**Prompt**
Convert the lines starting at the line that contains "Where can you find the red" and ending at the line that contains "<point>344,511</point>", both included, into a Markdown table with the columns Row and Line, numbering each row and omitting any blank lines.

**Provided records**
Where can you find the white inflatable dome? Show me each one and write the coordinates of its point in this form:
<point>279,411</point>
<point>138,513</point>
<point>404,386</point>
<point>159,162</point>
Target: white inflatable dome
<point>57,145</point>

...

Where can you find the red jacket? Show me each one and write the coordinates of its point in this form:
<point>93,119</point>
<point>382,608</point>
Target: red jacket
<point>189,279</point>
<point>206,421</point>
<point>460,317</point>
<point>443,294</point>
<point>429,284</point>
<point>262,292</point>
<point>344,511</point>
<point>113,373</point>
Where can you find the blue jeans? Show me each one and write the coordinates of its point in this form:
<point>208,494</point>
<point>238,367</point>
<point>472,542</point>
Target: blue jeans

**Answer to the task**
| Row | Line |
|---|---|
| 1 | Where can you find the red jacket? Show me each one and write the coordinates of its point in this form: |
| 2 | <point>93,119</point> |
| 3 | <point>382,608</point> |
| 4 | Target: red jacket |
| 5 | <point>189,279</point> |
| 6 | <point>206,421</point> |
| 7 | <point>460,317</point> |
| 8 | <point>443,294</point> |
| 9 | <point>429,284</point> |
| 10 | <point>262,292</point> |
| 11 | <point>344,511</point> |